Spectrum Overlay through Aggregation of Heterogeneous Dispersed Bands
Description
Wireless access is becoming the dominant way of connecting to the Internet due to the high data rates that several radio access technologies (RATs) provide. Such success is a result of several advances in wireless communications over the last two decades. A key enabling technique which promises further improvement in data rates is carrier aggregation (CA). Intra-band and inter-band carrier aggregation, in a continuous or a non-continuous fashion, have been proposed within the 3GPP standardization body for LTE-Advanced (LTE-A). Cross-carrier scheduling is also specified through dynamic scheduling on different component carriers. LTE-A has been specified to support all types of CA using several transmission bandwidths for all band combinations. A future enhancement would be the assumption of CA operating over heterogeneous networks (HetNets) and heterogeneous radio access technologies (h-RATs), considering the fact that both HetNets and h-RATs are key aspects of beyond 4G communications. However, CA has not been designed for HetNets and h-RATs so far
The FP7 funded project SOLDER (starting November 2013) aims to develop a spectrum overlay technology that will be able to manage aggregated heterogeneous bands (HetBands) efficiently, which are licensed to HetNets and h-RATs or even based on unlicensed or opportunistic spectrum access, in order to deliver higher data rates to future multi-standard handset devices in a flexible way based on cognitive radio technology.

####################

Reproduce the spectrum overlay project description above word for word, from its title line through its final sentence.

__Material__.

####################

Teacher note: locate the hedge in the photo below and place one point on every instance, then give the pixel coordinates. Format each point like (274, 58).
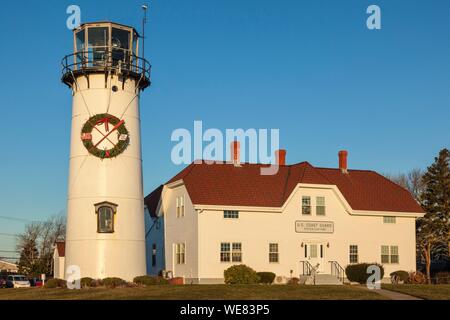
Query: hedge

####################

__Solved exercise__.
Spectrum Overlay through Aggregation of Heterogeneous Dispersed Bands
Description
Wireless access is becoming the dominant way of connecting to the Internet due to the high data rates that several radio access technologies (RATs) provide. Such success is a result of several advances in wireless communications over the last two decades. A key enabling technique which promises further improvement in data rates is carrier aggregation (CA). Intra-band and inter-band carrier aggregation, in a continuous or a non-continuous fashion, have been proposed within the 3GPP standardization body for LTE-Advanced (LTE-A). Cross-carrier scheduling is also specified through dynamic scheduling on different component carriers. LTE-A has been specified to support all types of CA using several transmission bandwidths for all band combinations. A future enhancement would be the assumption of CA operating over heterogeneous networks (HetNets) and heterogeneous radio access technologies (h-RATs), considering the fact that both HetNets and h-RATs are key aspects of beyond 4G communications. However, CA has not been designed for HetNets and h-RATs so far
The FP7 funded project SOLDER (starting November 2013) aims to develop a spectrum overlay technology that will be able to manage aggregated heterogeneous bands (HetBands) efficiently, which are licensed to HetNets and h-RATs or even based on unlicensed or opportunistic spectrum access, in order to deliver higher data rates to future multi-standard handset devices in a flexible way based on cognitive radio technology.